Start of Provided data

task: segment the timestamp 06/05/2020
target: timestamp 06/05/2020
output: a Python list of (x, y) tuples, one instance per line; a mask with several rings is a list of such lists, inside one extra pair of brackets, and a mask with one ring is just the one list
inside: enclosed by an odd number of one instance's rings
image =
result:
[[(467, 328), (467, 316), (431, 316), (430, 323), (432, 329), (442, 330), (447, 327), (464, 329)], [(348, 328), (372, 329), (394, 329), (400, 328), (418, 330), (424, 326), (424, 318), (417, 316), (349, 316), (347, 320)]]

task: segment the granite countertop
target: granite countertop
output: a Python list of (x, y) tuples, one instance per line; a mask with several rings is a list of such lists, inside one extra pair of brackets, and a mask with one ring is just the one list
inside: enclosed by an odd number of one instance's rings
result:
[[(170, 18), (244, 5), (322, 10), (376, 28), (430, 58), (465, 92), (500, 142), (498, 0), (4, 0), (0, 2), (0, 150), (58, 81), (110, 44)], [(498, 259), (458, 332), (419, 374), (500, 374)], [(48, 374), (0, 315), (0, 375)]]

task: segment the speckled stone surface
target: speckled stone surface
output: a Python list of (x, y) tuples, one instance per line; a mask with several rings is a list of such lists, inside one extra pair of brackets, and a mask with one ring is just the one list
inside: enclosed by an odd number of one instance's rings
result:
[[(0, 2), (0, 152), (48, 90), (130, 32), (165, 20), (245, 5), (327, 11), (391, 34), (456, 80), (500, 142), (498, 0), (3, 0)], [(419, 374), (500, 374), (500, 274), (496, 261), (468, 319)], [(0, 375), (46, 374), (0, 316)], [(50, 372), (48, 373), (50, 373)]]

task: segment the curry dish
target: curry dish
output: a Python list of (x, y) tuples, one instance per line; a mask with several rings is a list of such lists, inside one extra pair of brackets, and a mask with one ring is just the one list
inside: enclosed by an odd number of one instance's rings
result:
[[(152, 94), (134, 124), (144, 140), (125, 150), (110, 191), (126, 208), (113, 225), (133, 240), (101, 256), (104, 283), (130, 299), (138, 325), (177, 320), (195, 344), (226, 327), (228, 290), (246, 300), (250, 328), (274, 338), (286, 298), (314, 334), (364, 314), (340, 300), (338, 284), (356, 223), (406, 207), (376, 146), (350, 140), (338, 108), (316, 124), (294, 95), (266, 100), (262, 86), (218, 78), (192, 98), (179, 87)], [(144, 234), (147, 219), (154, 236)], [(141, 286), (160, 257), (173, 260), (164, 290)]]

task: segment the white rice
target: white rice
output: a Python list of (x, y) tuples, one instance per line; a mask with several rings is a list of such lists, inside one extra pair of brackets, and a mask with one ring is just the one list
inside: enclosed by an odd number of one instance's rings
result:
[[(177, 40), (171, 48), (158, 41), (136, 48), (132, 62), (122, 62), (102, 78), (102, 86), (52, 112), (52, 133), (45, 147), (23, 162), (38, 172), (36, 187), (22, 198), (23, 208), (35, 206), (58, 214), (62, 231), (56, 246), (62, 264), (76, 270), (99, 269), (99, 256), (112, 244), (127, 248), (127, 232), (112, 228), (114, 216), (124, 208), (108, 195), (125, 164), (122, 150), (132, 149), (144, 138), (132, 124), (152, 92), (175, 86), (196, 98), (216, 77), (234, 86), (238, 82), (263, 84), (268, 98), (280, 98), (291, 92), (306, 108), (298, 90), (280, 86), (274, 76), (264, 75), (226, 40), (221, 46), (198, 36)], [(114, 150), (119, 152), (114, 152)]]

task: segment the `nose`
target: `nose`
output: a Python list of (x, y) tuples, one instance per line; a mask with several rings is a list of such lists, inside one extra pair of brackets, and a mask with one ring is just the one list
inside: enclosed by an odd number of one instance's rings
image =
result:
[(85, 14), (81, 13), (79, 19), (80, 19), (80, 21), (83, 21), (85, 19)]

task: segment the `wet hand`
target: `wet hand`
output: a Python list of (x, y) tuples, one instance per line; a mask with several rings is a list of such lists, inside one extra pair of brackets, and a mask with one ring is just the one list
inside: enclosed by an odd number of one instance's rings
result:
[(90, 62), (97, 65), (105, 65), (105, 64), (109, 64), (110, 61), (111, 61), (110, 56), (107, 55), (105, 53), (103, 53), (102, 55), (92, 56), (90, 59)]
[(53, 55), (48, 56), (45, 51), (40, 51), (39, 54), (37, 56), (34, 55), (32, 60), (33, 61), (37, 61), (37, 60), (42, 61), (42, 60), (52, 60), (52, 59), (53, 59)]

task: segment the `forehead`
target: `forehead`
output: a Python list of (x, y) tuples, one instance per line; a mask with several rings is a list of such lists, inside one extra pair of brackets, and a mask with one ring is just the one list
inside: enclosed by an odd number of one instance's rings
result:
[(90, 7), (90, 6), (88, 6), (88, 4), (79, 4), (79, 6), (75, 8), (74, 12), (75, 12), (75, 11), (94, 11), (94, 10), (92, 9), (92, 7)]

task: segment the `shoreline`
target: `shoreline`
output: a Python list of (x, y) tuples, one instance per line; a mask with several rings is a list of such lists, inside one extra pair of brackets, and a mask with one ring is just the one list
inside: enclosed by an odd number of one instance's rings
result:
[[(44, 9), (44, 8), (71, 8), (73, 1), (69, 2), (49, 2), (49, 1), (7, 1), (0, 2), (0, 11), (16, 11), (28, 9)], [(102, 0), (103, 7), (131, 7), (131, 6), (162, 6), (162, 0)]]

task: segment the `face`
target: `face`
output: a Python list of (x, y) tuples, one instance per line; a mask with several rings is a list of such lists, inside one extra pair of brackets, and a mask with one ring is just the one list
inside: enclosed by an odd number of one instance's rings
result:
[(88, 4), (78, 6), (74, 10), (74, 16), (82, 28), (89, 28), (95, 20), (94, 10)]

End of Provided data

## Directions
Reproduce every line of the data above without changing anything.

## Finished answer
task: segment the timestamp 06/05/2020
target: timestamp 06/05/2020
output: a Python list of (x, y) tuples, one instance per line; a mask with several rings is a list of such lists, inside one extra pair of brackets, and a mask with one ring is just the one list
inside: enclosed by an odd number of one instance's rings
image =
result:
[[(467, 328), (467, 316), (431, 316), (430, 323), (432, 329), (442, 330), (447, 327), (464, 329)], [(348, 328), (372, 329), (394, 329), (400, 328), (418, 330), (424, 326), (424, 318), (417, 316), (349, 316), (347, 320)]]

task: segment the granite countertop
target: granite countertop
output: a Python list of (x, y) tuples, one instance per line; a mask with several rings is a list of such lists, inside one extra pair of brackets, and a mask with one ring is just the one list
inside: enclosed by an odd number of one instance's rings
result:
[[(170, 18), (244, 5), (322, 10), (376, 28), (430, 58), (465, 92), (500, 142), (498, 0), (4, 0), (0, 2), (0, 150), (58, 81), (110, 44)], [(498, 259), (458, 332), (419, 374), (500, 374)], [(48, 374), (0, 315), (0, 375)]]

task: segment the speckled stone surface
target: speckled stone surface
output: a Python list of (x, y) tuples, one instance per line; a mask with several rings is a list of such lists, inside one extra pair of brackets, and a mask with one ring is just the one list
inside: enclosed by an odd number of one instance's rings
result:
[[(0, 2), (0, 152), (48, 90), (130, 32), (165, 20), (245, 5), (327, 11), (391, 34), (456, 80), (500, 142), (498, 0), (3, 0)], [(419, 374), (500, 374), (500, 274), (496, 261), (468, 319)], [(0, 375), (46, 374), (0, 316)], [(50, 372), (48, 373), (50, 373)]]

task: segment the curry dish
target: curry dish
output: a Python list of (x, y) tuples, one instance per line; a mask with several rings is a list of such lists, inside one extra pair of brackets, and a mask with one ring is just the one list
inside: enclosed by an odd number of one instance's rings
result:
[[(152, 94), (134, 124), (144, 140), (125, 150), (110, 191), (126, 208), (113, 225), (133, 240), (101, 256), (104, 283), (130, 299), (138, 325), (177, 320), (195, 344), (226, 327), (228, 290), (246, 300), (250, 328), (274, 338), (286, 298), (314, 334), (364, 314), (340, 300), (338, 284), (356, 223), (406, 207), (376, 146), (350, 140), (338, 108), (316, 124), (294, 95), (266, 100), (262, 86), (218, 78), (192, 98), (179, 87)], [(144, 234), (147, 219), (154, 236)], [(141, 286), (160, 257), (173, 260), (164, 290)]]

task: segment the white rice
target: white rice
output: a Python list of (x, y) tuples, one instance per line; a mask with several rings is a list of such lists, inside one extra pair of brackets, and a mask with one ring is just the one list
inside: enclosed by an odd number of one instance's rings
result:
[[(177, 40), (171, 48), (158, 41), (136, 48), (132, 62), (122, 62), (102, 78), (102, 86), (52, 112), (52, 133), (45, 147), (23, 162), (38, 172), (36, 187), (22, 198), (23, 208), (35, 206), (58, 214), (62, 231), (56, 246), (62, 264), (76, 270), (99, 269), (99, 256), (112, 244), (127, 248), (127, 232), (112, 228), (114, 216), (124, 208), (108, 195), (125, 164), (122, 150), (132, 149), (144, 138), (132, 124), (152, 92), (175, 86), (196, 98), (216, 77), (234, 86), (238, 82), (263, 84), (268, 98), (280, 98), (291, 92), (306, 108), (298, 90), (280, 86), (274, 76), (264, 75), (226, 40), (221, 46), (198, 36)], [(114, 150), (119, 152), (114, 152)]]

task: segment the `nose`
target: `nose`
output: a Python list of (x, y) tuples, one instance per line; a mask with several rings is a list of such lists, inside one extra pair of brackets, and a mask with one ring is just the one list
inside: enclosed by an odd number of one instance's rings
image =
result:
[(85, 14), (81, 13), (79, 19), (80, 19), (80, 21), (83, 21), (85, 19)]

task: segment the `wet hand`
target: `wet hand`
output: a Python list of (x, y) tuples, one instance per line; a mask with several rings is a list of such lists, inside one extra pair of brackets, and a mask with one ring is just the one list
inside: enclosed by an odd number of one instance's rings
result:
[(90, 62), (97, 65), (105, 65), (105, 64), (109, 64), (110, 61), (111, 61), (110, 56), (107, 55), (105, 53), (103, 53), (102, 55), (92, 56), (90, 59)]
[(53, 55), (48, 56), (45, 51), (40, 51), (39, 54), (37, 56), (34, 55), (32, 60), (33, 61), (37, 61), (37, 60), (42, 61), (42, 60), (52, 60), (52, 59), (53, 59)]

task: segment the `forehead`
target: `forehead`
output: a Python list of (x, y) tuples, one instance per line; a mask with several rings is a list of such lists, inside one extra pair of brackets, and a mask with one ring is just the one list
inside: enclosed by an odd number of one instance's rings
result:
[(90, 7), (90, 6), (88, 6), (88, 4), (79, 4), (79, 6), (75, 8), (74, 12), (75, 12), (75, 11), (94, 11), (94, 10), (92, 9), (92, 7)]

task: segment the `shoreline`
target: `shoreline`
output: a Python list of (x, y) tuples, one instance per line; a mask with several rings is a list of such lists, inside one extra pair of brackets, and a mask with one ring is just the one list
inside: enclosed by an odd number of one instance's rings
result:
[[(44, 9), (44, 8), (71, 8), (73, 1), (69, 2), (49, 2), (49, 1), (7, 1), (0, 2), (0, 11), (16, 11), (28, 9)], [(102, 0), (103, 7), (131, 7), (131, 6), (162, 6), (162, 0)]]

task: segment the `face`
target: `face`
output: a Python list of (x, y) tuples, one instance per line; a mask with several rings is a list of such lists, inside one extra pair of brackets, and a mask with one ring is just the one list
inside: enclosed by an odd number of one instance's rings
result:
[(88, 4), (78, 6), (74, 10), (74, 16), (82, 28), (89, 28), (95, 20), (94, 10)]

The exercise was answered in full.